=== Excerpt ===
One of the most distinct illustrations of gender inequality in Thailand is found in its most entrenched institution: religion. In her fascinating new documentary, White Robes, Saffron Dreams, acclaimed filmmaker Teena Amrit Gill explores the discriminatory treatment of women within Thai Buddhism, a topic that has gone largely unexamined in the past.
The 43-minute documentary, which was released last year and is currently on the festival circuit, follows the story of a Buddhist monk and a Mae Chi (Buddhist nun), and explores the sharp difference in opportunities for males versus females in Thailand, a country that is 95% Buddhist.
Indeed, boys who cannot afford to attend public schools due to the cost of books, uniforms and transportation, always have the opportunity to become monks and receive food, shelter, and education (which can go all the way up to university, masters and PhD programmes) for free. Impoverished girls, on the other hand, are left with virtually no options as they are barred from being ordained. In the film, we visit one of Northern Thailand’s tragically few nun’s institutes in Lamphun, which has now sadly been all but shut down due to lack of funds.

Records from a data source
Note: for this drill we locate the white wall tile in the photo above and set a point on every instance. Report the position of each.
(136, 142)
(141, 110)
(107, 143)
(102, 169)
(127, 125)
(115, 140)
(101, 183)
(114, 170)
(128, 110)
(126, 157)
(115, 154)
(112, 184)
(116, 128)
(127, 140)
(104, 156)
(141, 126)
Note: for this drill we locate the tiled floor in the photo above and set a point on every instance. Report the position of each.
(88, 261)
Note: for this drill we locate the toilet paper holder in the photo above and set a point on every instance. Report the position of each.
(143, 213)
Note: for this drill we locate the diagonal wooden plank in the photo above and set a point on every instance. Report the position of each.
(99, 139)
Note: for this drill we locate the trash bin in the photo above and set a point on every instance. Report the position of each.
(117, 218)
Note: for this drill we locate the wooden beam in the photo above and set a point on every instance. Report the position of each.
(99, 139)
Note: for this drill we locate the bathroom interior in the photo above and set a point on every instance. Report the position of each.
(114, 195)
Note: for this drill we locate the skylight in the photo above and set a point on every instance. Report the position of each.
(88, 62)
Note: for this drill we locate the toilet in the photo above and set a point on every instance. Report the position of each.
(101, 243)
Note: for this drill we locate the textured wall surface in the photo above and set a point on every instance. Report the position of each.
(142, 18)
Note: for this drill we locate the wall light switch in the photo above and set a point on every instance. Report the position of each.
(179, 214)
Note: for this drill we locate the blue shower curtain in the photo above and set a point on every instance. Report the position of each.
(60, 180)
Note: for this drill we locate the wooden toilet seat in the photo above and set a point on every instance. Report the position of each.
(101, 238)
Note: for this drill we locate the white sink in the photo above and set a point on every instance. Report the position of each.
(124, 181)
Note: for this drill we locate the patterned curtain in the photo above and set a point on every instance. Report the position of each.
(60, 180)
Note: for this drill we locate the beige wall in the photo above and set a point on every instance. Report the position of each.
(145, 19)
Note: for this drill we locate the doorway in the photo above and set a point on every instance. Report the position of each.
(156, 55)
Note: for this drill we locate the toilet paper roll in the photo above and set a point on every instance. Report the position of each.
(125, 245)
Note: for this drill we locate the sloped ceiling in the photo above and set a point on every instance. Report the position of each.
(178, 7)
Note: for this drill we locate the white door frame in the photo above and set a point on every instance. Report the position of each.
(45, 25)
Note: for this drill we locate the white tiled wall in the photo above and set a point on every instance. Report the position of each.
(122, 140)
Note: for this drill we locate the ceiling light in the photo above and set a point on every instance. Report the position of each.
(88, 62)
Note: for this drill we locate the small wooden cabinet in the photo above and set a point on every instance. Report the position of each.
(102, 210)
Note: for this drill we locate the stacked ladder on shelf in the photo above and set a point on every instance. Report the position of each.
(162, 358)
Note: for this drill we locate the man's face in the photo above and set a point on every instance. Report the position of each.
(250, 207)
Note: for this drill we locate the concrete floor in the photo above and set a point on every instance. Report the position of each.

=== Jobs ===
**A)** Answer these questions using the excerpt:
(i) Which filmmaker made White Robes, Saffron Dreams?
(ii) How many minutes long is the documentary?
(iii) Where is the nun's institute visited in the film located?
**B)** Echo the passage of the excerpt starting with "The 43-minute documentary, which" and going on through "is 95% Buddhist.".
**C)** Translate this sentence from the excerpt into Spanish: "Impoverished girls, on the other hand, are left with virtually no options as they are barred from being ordained."
These records were drawn from a separate source.

=== Responses to the exercise ===
**A)**
(i) Teena Amrit Gill
(ii) 43 minutes
(iii) Lamphun, in Northern Thailand

**B)**
The 43-minute documentary, which was released last year and is currently on the festival circuit, follows the story of a Buddhist monk and a Mae Chi (Buddhist nun), and explores the sharp difference in opportunities for males versus females in Thailand, a country that is 95% Buddhist.

**C)** Las niñas empobrecidas, en cambio, se quedan prácticamente sin opciones, ya que se les prohíbe ordenarse.